Position annotation records:

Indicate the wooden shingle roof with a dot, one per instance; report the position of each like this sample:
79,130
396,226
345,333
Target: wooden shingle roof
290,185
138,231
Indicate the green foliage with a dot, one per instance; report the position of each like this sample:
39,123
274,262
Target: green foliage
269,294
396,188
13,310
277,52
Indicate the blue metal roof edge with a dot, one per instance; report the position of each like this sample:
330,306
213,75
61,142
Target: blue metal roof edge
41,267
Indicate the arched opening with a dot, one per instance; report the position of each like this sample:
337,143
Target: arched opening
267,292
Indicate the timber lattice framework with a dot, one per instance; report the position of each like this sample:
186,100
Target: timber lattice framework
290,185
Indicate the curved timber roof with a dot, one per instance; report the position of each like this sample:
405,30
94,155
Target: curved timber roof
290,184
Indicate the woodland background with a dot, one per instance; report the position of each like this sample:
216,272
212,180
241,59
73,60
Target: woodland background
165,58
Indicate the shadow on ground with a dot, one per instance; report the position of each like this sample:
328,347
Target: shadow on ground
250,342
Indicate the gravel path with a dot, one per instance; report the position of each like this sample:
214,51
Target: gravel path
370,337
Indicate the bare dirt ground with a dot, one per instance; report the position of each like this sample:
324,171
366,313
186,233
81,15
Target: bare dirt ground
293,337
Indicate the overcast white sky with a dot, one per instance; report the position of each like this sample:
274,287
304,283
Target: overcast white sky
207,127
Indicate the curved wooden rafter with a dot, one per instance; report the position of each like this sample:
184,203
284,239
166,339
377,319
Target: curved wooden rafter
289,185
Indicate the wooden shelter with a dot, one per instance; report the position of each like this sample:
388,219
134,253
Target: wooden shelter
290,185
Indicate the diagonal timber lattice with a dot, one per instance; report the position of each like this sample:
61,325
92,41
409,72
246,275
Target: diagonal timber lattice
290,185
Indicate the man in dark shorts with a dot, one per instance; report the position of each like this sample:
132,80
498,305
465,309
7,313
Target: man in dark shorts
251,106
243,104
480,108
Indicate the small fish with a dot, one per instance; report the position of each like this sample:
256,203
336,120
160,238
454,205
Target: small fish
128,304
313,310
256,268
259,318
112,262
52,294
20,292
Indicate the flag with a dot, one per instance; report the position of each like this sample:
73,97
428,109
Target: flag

== Written exercise ==
Reproduce the data in its entirety, matching each character.

== Correct output ==
Indicate the wooden shingle roof with a dot, one per instance; report the position of each like this sample:
79,130
396,226
345,333
Target: wooden shingle roof
290,185
138,231
Indicate the green foliage with a dot, one per instance; report the position of each like this sample:
39,123
274,262
Target: green foliage
269,294
396,188
13,310
277,52
Indicate the blue metal roof edge with a dot, one per instance; report the position of each like this sample:
330,306
213,75
61,142
Target: blue metal roof edge
41,267
Indicate the arched opening with a dot, one per instance; report the position of each like this sample:
337,143
Target: arched opening
267,292
Indicate the timber lattice framework with a dot, one per instance; report the position of each like this sample:
186,100
Target: timber lattice framework
290,185
Indicate the curved timber roof with a dot, one per instance; report the position of each like this sample:
405,30
94,155
Target: curved timber roof
290,184
Indicate the woodland background with a dot, one per instance; report the position of each like this sample:
216,272
212,180
241,59
73,60
Target: woodland background
165,58
Indicate the shadow on ground with a dot, one per instance; report the position of each like this sample:
328,347
Target: shadow on ground
250,342
Indicate the gravel path with a dot, one per instance; report the position of each like this sample:
214,51
Target: gravel path
370,337
Indicate the bare dirt ground with a dot, one per instance; report the position of each like this sample:
324,171
366,313
186,233
81,15
Target: bare dirt ground
293,337
Indicate the overcast white sky with a dot, one per instance; report the position of each like this sample:
274,287
304,283
Target: overcast white sky
207,127
Indicate the curved wooden rafter with a dot, one per instance; report the position of each like this sample:
184,203
284,239
166,339
377,319
Target: curved wooden rafter
289,185
Indicate the wooden shelter with a dot, one per instance; report the position of each like this sample:
388,219
134,253
Target: wooden shelter
290,185
Indicate the diagonal timber lattice with a dot, one per instance; report the position of each like this sample:
61,325
92,41
409,72
246,275
Target: diagonal timber lattice
290,185
Indicate the man in dark shorts with a dot, one per instance; report the position of each like this sample:
132,80
498,305
465,309
7,313
Target: man in dark shorts
251,106
243,104
480,108
Indicate the small fish with a dot, one per instance; report the position of each like this sample:
256,203
336,120
160,238
454,205
Target: small fish
128,304
313,310
256,268
259,318
112,262
52,294
20,292
Indicate the flag with a dot, one per instance; report the position of each like this sample:
73,97
428,109
Target: flag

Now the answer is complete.